• _Work request_
All lines from the one containing "Mark a point on each instance of the person" to the end of the entries below must be output exactly, and no other lines.

• _Materials provided_
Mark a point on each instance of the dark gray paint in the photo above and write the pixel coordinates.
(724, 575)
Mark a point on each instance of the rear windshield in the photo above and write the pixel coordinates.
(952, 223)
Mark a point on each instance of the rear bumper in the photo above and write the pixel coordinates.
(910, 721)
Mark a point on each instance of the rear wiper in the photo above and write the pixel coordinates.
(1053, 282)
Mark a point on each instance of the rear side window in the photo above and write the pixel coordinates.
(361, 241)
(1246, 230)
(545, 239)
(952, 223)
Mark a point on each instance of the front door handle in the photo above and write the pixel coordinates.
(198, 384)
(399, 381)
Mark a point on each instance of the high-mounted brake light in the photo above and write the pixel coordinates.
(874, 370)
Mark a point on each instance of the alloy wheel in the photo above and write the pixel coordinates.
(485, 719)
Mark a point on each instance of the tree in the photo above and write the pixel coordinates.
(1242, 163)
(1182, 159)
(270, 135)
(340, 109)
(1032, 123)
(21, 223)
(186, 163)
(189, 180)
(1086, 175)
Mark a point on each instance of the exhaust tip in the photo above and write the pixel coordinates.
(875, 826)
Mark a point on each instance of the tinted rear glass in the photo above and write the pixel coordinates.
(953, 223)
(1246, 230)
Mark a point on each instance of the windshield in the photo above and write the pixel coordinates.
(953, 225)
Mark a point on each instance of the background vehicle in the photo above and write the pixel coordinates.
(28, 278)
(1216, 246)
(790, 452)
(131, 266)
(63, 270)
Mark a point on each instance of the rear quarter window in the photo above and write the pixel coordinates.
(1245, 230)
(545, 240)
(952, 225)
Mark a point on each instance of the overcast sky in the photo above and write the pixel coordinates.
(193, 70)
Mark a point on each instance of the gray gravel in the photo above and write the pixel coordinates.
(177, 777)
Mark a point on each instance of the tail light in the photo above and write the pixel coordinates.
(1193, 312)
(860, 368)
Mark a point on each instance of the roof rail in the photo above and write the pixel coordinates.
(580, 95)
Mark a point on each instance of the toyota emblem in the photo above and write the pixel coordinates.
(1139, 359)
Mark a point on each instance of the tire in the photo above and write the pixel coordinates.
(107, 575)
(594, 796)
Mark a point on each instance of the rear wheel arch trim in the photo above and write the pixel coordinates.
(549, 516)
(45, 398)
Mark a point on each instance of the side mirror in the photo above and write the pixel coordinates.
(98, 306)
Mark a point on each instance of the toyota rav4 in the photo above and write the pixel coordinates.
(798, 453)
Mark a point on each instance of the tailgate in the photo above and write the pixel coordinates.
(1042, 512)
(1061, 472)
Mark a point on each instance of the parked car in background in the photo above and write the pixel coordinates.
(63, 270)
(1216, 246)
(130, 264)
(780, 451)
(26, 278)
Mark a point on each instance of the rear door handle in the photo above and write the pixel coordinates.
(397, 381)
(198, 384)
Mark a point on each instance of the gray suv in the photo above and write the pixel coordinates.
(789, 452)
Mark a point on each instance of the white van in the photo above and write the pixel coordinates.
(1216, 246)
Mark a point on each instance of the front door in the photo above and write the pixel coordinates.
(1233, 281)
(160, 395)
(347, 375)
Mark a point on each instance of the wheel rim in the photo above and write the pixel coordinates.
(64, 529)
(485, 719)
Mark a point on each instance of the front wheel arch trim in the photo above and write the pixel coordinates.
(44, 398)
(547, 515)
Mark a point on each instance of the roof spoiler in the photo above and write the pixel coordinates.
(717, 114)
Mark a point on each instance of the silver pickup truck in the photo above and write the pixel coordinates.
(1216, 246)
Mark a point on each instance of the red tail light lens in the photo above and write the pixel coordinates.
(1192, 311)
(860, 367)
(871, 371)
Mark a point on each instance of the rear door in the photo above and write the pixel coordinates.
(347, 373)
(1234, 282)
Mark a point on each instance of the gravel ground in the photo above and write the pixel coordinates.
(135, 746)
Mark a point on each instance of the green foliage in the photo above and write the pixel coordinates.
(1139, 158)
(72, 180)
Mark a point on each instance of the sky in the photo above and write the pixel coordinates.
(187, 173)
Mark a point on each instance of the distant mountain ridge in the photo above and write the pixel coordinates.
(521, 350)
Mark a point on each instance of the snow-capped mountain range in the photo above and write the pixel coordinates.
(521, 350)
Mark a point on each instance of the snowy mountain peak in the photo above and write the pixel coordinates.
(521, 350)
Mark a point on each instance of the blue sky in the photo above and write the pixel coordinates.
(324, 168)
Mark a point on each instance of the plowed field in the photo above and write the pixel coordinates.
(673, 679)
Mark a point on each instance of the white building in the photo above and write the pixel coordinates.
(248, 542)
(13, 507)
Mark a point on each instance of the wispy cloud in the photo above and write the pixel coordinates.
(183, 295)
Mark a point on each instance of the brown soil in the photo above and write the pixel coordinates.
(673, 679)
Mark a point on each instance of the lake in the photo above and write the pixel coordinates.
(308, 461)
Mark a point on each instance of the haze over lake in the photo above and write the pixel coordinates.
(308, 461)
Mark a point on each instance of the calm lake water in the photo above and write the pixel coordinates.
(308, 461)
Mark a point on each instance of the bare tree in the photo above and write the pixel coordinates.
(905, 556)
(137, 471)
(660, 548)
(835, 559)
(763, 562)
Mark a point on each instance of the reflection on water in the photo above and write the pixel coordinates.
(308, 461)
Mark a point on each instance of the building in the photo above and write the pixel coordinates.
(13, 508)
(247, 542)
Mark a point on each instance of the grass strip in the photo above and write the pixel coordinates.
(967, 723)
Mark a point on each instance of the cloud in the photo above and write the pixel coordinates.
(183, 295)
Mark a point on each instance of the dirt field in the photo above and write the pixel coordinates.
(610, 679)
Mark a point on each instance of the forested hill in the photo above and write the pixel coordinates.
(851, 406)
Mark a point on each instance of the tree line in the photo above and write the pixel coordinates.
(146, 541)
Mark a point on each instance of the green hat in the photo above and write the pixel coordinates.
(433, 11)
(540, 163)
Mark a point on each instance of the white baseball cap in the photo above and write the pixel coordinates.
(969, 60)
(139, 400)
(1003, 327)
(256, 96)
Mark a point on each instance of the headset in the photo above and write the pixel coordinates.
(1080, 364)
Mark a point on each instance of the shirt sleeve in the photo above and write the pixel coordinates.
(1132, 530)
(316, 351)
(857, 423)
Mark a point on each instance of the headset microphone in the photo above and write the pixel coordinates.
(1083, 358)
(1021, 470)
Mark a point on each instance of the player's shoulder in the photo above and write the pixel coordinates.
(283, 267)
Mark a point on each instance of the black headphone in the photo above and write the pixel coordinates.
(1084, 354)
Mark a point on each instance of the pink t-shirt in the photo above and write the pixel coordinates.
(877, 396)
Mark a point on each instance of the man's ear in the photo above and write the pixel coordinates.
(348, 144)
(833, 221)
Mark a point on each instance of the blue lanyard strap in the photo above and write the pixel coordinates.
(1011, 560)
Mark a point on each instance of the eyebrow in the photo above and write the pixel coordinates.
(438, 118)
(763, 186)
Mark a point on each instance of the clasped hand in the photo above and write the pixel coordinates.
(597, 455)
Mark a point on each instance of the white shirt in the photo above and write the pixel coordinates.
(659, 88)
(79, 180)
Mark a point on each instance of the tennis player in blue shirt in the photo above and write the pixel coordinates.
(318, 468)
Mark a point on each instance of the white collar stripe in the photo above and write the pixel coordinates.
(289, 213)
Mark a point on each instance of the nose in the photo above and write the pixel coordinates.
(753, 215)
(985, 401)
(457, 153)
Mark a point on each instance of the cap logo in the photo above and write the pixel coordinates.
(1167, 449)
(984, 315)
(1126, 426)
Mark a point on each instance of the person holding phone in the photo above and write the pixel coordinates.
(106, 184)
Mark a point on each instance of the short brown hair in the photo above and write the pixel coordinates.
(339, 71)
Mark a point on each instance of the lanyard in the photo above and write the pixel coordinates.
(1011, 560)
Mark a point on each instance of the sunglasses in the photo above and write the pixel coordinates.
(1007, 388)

• _Exercise solution_
Mark a point on each instance of the person holding phone in the photo above and write the pixel coordinates.
(106, 184)
Mark a point on each instance of the short brown hair in the photo above and write the pixel coordinates.
(339, 71)
Mark a point on each instance of the lanyard in the photo above and write the pixel coordinates.
(1011, 560)
Mark a point on each instance of the sunglasses in the photo above and write the pixel coordinates.
(1007, 388)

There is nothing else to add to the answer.